* START Records for the exercise *

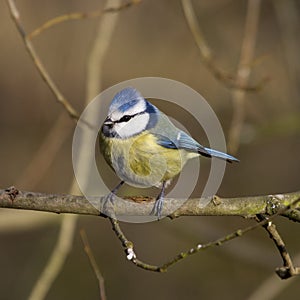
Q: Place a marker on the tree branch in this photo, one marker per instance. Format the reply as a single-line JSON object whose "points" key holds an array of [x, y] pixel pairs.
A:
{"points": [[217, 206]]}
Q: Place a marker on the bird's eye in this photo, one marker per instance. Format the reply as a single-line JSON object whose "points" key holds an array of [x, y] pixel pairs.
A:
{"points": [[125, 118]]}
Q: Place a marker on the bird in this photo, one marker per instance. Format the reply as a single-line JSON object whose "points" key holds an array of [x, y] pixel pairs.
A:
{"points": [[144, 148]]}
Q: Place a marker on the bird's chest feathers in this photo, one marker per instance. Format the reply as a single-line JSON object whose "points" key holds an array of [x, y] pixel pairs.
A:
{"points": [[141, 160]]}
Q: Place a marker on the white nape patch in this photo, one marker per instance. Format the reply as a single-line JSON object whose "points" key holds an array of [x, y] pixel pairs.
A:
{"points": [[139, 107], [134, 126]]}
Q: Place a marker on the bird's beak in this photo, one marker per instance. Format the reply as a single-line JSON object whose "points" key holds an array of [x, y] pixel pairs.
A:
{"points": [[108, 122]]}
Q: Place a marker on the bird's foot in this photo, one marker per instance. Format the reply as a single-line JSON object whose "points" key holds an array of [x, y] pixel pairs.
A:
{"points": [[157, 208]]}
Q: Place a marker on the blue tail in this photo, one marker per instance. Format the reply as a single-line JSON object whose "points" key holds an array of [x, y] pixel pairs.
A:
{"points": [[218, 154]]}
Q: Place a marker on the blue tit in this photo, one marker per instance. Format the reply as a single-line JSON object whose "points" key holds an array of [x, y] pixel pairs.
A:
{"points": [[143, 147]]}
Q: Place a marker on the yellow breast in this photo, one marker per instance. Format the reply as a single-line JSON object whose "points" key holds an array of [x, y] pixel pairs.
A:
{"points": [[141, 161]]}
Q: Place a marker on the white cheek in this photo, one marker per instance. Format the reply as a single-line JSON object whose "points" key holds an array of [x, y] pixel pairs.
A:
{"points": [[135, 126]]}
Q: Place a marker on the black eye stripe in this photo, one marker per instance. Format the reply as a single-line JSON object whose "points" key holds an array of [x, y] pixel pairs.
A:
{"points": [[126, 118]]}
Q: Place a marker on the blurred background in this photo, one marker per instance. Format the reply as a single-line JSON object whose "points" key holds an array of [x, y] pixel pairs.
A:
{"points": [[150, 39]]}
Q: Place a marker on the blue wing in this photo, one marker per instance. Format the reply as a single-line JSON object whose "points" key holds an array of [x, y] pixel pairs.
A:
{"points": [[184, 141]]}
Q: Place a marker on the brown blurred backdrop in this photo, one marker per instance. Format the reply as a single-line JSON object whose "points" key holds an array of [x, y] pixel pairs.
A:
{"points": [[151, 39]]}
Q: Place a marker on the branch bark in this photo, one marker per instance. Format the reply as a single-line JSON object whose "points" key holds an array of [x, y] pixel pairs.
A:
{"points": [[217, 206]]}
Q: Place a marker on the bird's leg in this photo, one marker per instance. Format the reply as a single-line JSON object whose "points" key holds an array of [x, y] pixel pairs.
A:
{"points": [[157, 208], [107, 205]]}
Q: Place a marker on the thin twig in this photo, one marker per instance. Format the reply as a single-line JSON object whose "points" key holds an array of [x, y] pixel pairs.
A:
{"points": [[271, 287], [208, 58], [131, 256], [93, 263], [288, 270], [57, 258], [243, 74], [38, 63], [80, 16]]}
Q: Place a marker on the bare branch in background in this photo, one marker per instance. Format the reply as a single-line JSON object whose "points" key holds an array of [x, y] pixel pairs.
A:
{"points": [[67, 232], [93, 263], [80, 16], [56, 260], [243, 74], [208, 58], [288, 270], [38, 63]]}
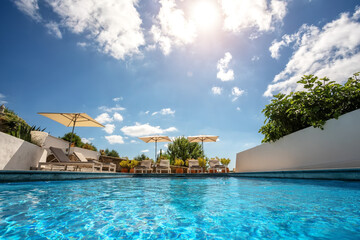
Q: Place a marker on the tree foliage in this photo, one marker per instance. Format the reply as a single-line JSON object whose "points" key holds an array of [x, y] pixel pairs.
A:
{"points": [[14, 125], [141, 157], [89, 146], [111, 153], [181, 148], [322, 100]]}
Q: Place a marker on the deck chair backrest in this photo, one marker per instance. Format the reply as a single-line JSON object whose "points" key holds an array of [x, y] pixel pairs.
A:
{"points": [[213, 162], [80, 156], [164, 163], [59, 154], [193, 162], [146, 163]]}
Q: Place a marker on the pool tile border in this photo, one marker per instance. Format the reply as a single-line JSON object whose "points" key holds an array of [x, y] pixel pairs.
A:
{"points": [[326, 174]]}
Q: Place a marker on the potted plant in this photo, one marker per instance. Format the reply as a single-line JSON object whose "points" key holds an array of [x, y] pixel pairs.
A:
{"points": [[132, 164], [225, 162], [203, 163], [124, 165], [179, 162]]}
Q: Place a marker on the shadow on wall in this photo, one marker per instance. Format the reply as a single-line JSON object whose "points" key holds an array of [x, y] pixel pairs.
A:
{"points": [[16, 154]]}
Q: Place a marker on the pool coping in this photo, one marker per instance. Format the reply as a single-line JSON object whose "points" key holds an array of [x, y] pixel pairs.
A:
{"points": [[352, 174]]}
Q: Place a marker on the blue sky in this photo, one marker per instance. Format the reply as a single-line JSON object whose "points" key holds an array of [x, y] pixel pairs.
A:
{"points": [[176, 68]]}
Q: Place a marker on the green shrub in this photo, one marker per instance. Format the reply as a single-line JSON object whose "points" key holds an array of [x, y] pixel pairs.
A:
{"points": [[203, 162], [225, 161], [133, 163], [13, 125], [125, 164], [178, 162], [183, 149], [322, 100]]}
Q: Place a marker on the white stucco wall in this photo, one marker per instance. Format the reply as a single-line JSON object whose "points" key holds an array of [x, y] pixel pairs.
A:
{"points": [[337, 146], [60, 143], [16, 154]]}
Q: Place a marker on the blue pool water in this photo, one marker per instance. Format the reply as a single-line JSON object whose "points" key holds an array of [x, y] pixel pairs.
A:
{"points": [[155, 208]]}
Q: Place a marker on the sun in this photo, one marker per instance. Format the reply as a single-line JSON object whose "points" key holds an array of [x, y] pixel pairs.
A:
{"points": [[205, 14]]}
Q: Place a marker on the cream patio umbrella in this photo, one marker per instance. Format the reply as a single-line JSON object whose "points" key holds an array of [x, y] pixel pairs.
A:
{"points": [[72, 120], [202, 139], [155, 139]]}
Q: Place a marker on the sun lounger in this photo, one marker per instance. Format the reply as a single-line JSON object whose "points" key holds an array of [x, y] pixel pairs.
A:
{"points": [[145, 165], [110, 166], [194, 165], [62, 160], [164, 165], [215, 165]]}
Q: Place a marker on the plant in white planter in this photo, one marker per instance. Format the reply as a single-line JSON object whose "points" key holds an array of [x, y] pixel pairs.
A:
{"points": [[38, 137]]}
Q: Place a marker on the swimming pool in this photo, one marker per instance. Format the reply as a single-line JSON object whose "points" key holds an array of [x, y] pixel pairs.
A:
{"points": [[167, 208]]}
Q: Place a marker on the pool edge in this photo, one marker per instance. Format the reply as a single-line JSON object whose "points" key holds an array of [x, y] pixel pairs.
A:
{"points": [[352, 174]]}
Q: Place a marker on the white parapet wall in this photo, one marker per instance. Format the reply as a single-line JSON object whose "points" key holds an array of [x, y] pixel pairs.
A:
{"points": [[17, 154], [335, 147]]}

* END Records for the exercise *

Short task -
Present each line of the records above as a numbered list, leaving out the blank lines and the pictures.

Solution -
1. Q: Place a marker on the tree branch in this photo, one marker per instance. Format the reply as a single-line JSON object whose "points" key holds an array of [x, y] pixel pairs.
2. A:
3. {"points": [[217, 206]]}
4. Q: Place a marker on the bird's eye in this photo, one marker per instance. Format the reply as a single-line JSON object whose "points" key holds an array of [x, y] pixel pairs.
5. A:
6. {"points": [[125, 118]]}
7. Q: Place a marker on the bird in this photo, one marker per instance. Format the reply as a single-line JSON object whose "points" key holds an array of [x, y] pixel pairs.
8. A:
9. {"points": [[144, 148]]}
10. Q: Place a marker on the bird's chest feathers in this photo, one marker per instance. Format the reply as a single-line JSON object whose "points" key holds an array of [x, y] pixel pairs.
11. A:
12. {"points": [[141, 160]]}
13. Q: Place a marker on the white nape patch in this photo, one marker per instance. Format the reply as a single-line JSON object whose "points" key holds an array of [x, y] pixel pairs.
14. A:
15. {"points": [[139, 107], [134, 126]]}
16. Q: Place a marker on the bird's beak in this photo, one marker per instance. Format the reply as a single-line JSON object whose "points" key holds an array of [x, y] pixel pairs.
17. A:
18. {"points": [[108, 122]]}
19. Q: Place a marker on the bird's foot in this photo, one marker per instance. Format the reply as a single-line JSON object whose "points" key holds an array of [x, y] pixel pairs.
20. A:
21. {"points": [[157, 208]]}
22. Q: Place a marker on the blue tail in this photo, one marker per instance. Format the reply as a single-line JSON object whose "points" key holds an array of [x, y] pixel pairs.
23. A:
24. {"points": [[218, 154]]}
25. Q: Place a marker on the blue tit in this photo, one marker per instance. Format the reply as a single-line JSON object whose "points" key holds an array of [x, y] pixel pairs.
26. A:
27. {"points": [[143, 147]]}
28. Q: Place a marker on the yellow breast in this photo, one marker per instance. Format the reply as a single-line JSON object whose "points" key holds an array of [x, y] pixel pairs.
29. A:
30. {"points": [[141, 161]]}
31. Q: Place a marker on the white cheek in this photo, one marker per instance. Format the reply as a single-line JSON object whose "points" key holds an array of [x, y] pixel pairs.
32. A:
33. {"points": [[135, 126]]}
34. Q: Place a marker on the black eye stripe in this photo, one marker per instance. Format the reply as a single-line JSON object whose "points" key holds an array of [x, y] pixel pairs.
35. A:
36. {"points": [[126, 118]]}
37. Q: Place a marker on the blurred background in this photo, one marker per instance. Format the reply as a single-line JSON object whose "points" key holds an array of [x, y] pixel pairs.
38. A:
39. {"points": [[150, 39]]}
40. Q: Place a marker on the blue wing in this photo, one marker per instance. Format the reply as a single-line JSON object whose "points" key holds an array of [x, y] pixel pairs.
41. A:
42. {"points": [[184, 141]]}
43. Q: Place a marker on the brown blurred backdrop in this photo, one marker per instance. Format the reply as a single-line JSON object whose "points" key holds an array of [x, y] pixel pairs.
44. A:
45. {"points": [[151, 39]]}
46. Q: Place a marker on the branch bark in this photo, one marker per instance. Format the reply as a single-line JSON object whose "points" key holds an array of [x, y] pixel pairs.
47. A:
48. {"points": [[217, 206]]}
49. Q: Place a marker on the bird's leg in this photo, one marker per instance. Format the reply as a single-line JSON object whose "points" key holds an array of [x, y] pixel pairs.
50. A:
51. {"points": [[157, 208], [107, 205]]}
52. Q: Place a marker on the thin twig in this photo, one marker per instance. Format the reply as a single-line JSON object whose "points" key holds an array of [x, y] pixel pairs.
53. A:
54. {"points": [[271, 287], [208, 58], [131, 256], [93, 263], [288, 270], [57, 258], [243, 74], [38, 63], [80, 16]]}
55. Q: Place a marker on the bare branch in background in this photo, one marker per instance. Format the reply as a single-line JSON object whose "points" key holds an array of [x, y] pixel pairs.
56. A:
57. {"points": [[67, 232], [93, 263], [80, 16], [56, 260], [243, 74], [208, 58], [288, 270], [38, 63]]}
58. Q: Place a marker on the tree foliage in this photo, one marker per instance. Format the reply as a single-line JSON object whose "points" key holds an array of [x, y] pixel pairs.
59. A:
60. {"points": [[14, 125], [141, 157], [89, 146], [111, 153], [181, 148], [322, 100]]}
61. Q: Place a marker on the deck chair backrest in this photo, one marker per instance. Format the reply as a single-line JSON object whose "points" key holds an array of [x, y] pixel pairs.
62. A:
63. {"points": [[213, 162], [80, 156], [164, 163], [59, 154], [193, 162], [146, 163]]}
64. Q: Place a marker on the pool tile border in this photo, one marker per instance. Format the reply as a single-line JSON object whose "points" key holds an array of [x, y] pixel pairs.
65. A:
66. {"points": [[326, 174]]}
67. Q: Place a marker on the potted plant in this photo, one marker per instance. Format the reply as a single-line JSON object whose "points" key holds an array of [x, y] pixel pairs.
68. A:
69. {"points": [[132, 164], [225, 162], [203, 163], [124, 165], [179, 162]]}
70. Q: Place a marker on the shadow on wall in this photo, one marker per instance. Format the reply as a single-line JSON object whose "points" key holds an array of [x, y] pixel pairs.
71. A:
72. {"points": [[16, 154]]}
73. Q: Place a marker on the pool coping in this photo, one marker per instance. Format the reply as a single-line JSON object whose "points" key holds an array of [x, y] pixel pairs.
74. A:
75. {"points": [[352, 174]]}
76. Q: Place a marker on the blue sky in this photo, one marker per instance. Format the reply as a single-line JSON object whose "points" key holds an array of [x, y] pixel pairs.
77. A:
78. {"points": [[176, 68]]}
79. Q: Place a marker on the green shrub in this photo, one marker per instance. Format the reply as a single-line JSON object whose "points" key holds an array of [x, y] pixel pairs.
80. A:
81. {"points": [[203, 162], [225, 161], [133, 163], [13, 125], [125, 164], [178, 162], [183, 149], [322, 100]]}
82. Q: Place a marker on the white stucco wall in this photo, one marker per instance. Format the reply as a single-line JSON object whose "points" key holds an array of [x, y] pixel pairs.
83. A:
84. {"points": [[337, 146], [60, 143], [16, 154]]}
85. Q: Place a marker on the blue pool water in this photo, one marker per instance. Format the reply as a single-line JSON object whose "points" key holds an array of [x, y] pixel pairs.
86. A:
87. {"points": [[155, 208]]}
88. Q: Place a marker on the sun in this photo, one marker per instance. Format the reply as a single-line JSON object whose "points" key holds an array of [x, y] pixel pairs.
89. A:
90. {"points": [[205, 14]]}
91. Q: Place a marker on the cream patio umbrella in this photo, one marker per instance. Format the reply as a single-line JSON object whose "points" key holds an array of [x, y] pixel pairs.
92. A:
93. {"points": [[72, 120], [202, 139], [155, 139]]}
94. Q: Place a marker on the sun lounger in this photo, one marker per instance. Format the reply as a single-line JSON object whose "points" key holds an array of [x, y] pixel pairs.
95. A:
96. {"points": [[145, 165], [110, 166], [194, 165], [62, 160], [164, 165], [215, 165]]}
97. Q: Place a marker on the plant in white planter in this photo, one marker per instance. Format the reply as a single-line JSON object whose "points" key holds an array of [x, y] pixel pairs.
98. A:
99. {"points": [[38, 137]]}
100. Q: Place a marker on the swimming pool in this photo, one marker per instance. Format the reply as a single-line JSON object whose "points" key holds an array of [x, y] pixel pairs.
101. A:
102. {"points": [[167, 208]]}
103. Q: Place a marker on the pool edge in this photo, one marker per instance. Format the reply as a single-line JSON object whose "points" key holds an array of [x, y] pixel pairs.
104. A:
105. {"points": [[352, 174]]}
106. Q: Place a marker on the white parapet wall in this photo, one marker per instance. Format the reply as a single-line JSON object whose "points" key holds an array of [x, y] pixel pairs.
107. A:
108. {"points": [[17, 154], [335, 147]]}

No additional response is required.